Data listing.
## START

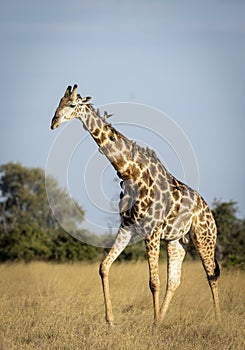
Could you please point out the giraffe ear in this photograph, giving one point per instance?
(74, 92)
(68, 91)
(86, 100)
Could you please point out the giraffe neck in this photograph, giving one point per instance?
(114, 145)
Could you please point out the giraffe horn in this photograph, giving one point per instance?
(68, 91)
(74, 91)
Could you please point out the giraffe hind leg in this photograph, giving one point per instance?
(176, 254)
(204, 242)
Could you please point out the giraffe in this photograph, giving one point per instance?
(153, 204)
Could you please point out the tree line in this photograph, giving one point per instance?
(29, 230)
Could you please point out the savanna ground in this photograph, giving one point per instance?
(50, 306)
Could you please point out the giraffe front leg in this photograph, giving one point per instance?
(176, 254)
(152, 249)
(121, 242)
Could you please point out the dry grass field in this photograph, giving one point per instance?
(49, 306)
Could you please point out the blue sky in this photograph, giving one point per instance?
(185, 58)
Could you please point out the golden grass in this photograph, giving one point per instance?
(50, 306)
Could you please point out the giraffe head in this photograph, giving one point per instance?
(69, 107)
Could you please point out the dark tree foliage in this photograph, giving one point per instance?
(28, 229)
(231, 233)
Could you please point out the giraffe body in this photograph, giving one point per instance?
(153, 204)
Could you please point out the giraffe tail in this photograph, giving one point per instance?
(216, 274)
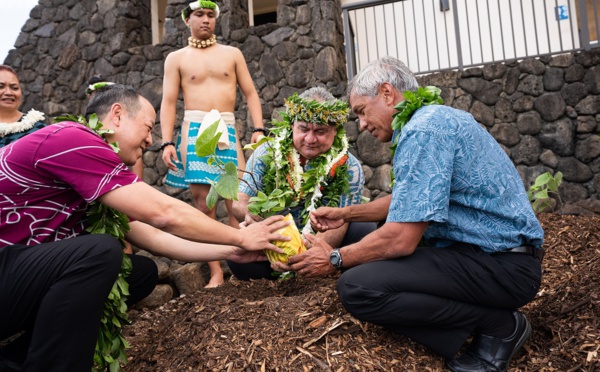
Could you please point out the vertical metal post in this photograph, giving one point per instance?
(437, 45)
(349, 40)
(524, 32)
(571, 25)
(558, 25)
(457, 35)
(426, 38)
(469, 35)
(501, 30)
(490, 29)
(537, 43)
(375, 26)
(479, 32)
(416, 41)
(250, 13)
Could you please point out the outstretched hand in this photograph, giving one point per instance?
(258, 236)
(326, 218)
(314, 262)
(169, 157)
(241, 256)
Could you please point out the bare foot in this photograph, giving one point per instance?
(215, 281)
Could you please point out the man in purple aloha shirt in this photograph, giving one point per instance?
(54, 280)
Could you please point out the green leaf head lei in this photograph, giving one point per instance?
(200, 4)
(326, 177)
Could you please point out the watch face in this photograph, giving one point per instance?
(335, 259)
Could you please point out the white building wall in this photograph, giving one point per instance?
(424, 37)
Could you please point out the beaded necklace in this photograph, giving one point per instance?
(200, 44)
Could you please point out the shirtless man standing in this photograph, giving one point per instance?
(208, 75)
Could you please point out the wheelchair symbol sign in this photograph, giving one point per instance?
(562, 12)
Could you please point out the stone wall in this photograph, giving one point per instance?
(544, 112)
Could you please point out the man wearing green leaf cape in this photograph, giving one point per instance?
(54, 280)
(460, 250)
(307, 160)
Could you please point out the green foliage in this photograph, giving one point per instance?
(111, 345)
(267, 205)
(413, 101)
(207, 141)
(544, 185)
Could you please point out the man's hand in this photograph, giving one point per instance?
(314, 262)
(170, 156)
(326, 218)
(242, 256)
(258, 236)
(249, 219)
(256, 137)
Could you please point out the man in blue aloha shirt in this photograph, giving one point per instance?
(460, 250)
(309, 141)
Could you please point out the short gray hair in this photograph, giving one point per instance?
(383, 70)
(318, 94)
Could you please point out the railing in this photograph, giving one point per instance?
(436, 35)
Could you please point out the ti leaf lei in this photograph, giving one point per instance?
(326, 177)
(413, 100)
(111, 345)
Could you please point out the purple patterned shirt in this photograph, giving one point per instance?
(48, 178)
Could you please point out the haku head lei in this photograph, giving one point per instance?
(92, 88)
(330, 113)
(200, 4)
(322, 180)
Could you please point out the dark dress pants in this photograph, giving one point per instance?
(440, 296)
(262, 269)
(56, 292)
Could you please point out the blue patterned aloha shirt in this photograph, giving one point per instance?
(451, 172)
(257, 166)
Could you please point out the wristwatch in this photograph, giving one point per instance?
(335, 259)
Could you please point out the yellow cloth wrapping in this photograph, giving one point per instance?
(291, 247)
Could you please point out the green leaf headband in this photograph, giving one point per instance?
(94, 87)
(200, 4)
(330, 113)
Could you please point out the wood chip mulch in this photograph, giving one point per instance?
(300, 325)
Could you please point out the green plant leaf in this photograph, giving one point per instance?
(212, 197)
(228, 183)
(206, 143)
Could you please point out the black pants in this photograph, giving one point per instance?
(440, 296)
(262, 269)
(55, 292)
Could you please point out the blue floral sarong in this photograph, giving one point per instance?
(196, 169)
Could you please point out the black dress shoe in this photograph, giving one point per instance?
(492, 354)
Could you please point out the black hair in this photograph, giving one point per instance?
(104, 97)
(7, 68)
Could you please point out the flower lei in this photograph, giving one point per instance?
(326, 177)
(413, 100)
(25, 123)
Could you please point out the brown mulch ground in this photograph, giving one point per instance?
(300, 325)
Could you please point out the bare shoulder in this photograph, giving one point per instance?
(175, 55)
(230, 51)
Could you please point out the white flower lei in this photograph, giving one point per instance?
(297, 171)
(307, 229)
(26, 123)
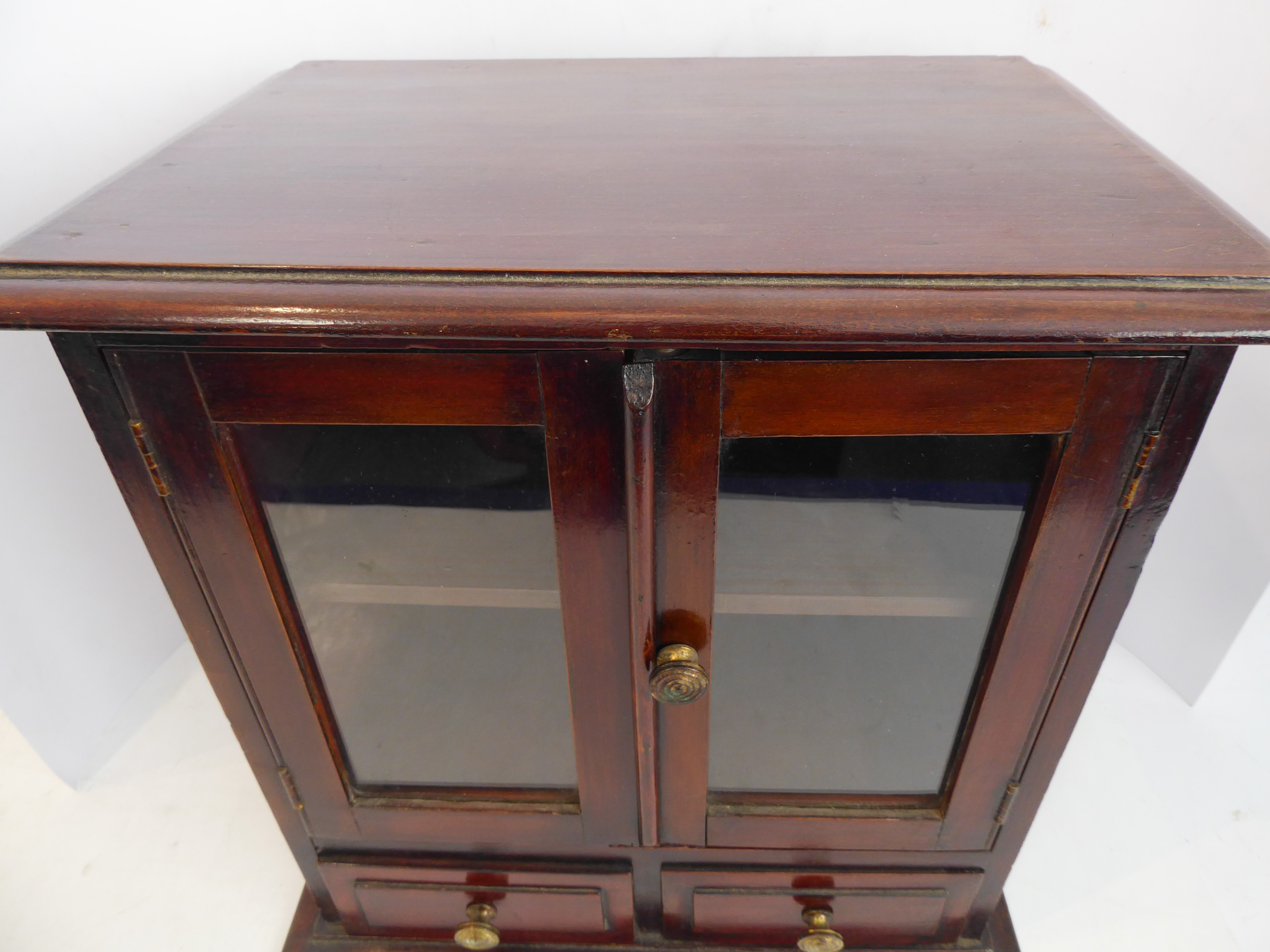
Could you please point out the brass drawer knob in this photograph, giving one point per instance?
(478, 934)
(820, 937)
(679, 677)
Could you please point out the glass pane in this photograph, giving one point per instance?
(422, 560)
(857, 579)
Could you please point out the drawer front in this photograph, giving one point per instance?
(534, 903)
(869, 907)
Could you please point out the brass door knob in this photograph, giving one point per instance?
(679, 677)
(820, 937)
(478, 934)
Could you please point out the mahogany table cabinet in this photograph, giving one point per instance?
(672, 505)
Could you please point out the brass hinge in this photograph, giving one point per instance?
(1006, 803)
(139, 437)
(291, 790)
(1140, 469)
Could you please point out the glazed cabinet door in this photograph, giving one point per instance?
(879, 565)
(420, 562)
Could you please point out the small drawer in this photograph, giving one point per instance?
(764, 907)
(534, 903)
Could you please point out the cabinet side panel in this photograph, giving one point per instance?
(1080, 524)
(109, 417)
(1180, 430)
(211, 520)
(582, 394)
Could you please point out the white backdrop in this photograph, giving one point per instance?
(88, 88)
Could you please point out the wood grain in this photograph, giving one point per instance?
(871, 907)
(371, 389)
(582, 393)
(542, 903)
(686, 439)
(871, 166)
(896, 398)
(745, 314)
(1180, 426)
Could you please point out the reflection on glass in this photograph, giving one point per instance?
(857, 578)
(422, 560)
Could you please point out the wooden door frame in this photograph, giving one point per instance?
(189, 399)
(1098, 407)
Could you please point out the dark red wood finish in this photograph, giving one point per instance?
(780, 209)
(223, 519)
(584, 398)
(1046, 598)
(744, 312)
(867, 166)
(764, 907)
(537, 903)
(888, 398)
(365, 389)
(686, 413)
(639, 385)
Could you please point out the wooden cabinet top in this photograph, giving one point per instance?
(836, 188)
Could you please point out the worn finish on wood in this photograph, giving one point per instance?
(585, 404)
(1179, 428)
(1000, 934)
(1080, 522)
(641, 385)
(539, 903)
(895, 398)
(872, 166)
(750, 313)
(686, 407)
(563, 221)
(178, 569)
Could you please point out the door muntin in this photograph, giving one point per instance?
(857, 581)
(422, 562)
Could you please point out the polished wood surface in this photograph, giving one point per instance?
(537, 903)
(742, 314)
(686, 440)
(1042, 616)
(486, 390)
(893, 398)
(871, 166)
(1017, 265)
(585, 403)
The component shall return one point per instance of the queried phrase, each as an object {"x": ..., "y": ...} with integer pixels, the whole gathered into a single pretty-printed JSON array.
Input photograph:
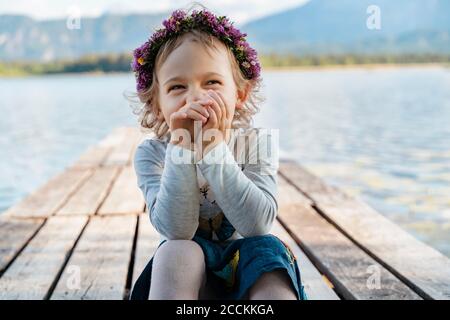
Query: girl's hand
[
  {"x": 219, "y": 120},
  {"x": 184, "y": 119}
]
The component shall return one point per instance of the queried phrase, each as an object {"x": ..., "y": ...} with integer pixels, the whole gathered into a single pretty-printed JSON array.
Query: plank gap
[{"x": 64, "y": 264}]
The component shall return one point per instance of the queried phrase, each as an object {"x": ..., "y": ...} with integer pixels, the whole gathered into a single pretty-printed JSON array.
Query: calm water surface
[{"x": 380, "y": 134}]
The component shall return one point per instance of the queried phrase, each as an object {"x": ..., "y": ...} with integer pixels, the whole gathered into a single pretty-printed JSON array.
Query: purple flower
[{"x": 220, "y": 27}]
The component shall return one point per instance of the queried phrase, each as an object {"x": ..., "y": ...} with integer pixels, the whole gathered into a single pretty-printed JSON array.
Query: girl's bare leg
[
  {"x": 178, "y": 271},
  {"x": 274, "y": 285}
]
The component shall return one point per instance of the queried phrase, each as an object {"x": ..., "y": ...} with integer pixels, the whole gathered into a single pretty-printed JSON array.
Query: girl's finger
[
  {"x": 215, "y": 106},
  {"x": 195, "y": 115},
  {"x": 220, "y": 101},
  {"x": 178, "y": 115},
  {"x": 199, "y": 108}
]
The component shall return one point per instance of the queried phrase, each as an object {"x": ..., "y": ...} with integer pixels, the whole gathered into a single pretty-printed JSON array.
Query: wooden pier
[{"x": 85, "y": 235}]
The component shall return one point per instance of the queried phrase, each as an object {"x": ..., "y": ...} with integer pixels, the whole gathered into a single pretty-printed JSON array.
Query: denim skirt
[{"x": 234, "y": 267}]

## END

Please extract every line in the data listing above that contains the word "cabinet". Case counts.

Answer below.
Could you please point out the mahogany table cabinet in this photograph, giving one point per instance?
Could you please point out the glazed cabinet door in this photograph, giving one point per instance?
Could you please point out the cabinet side panel in this photograph, giving one point per instance?
Could you please point out the wooden cabinet top in this photograph, giving one point per instance?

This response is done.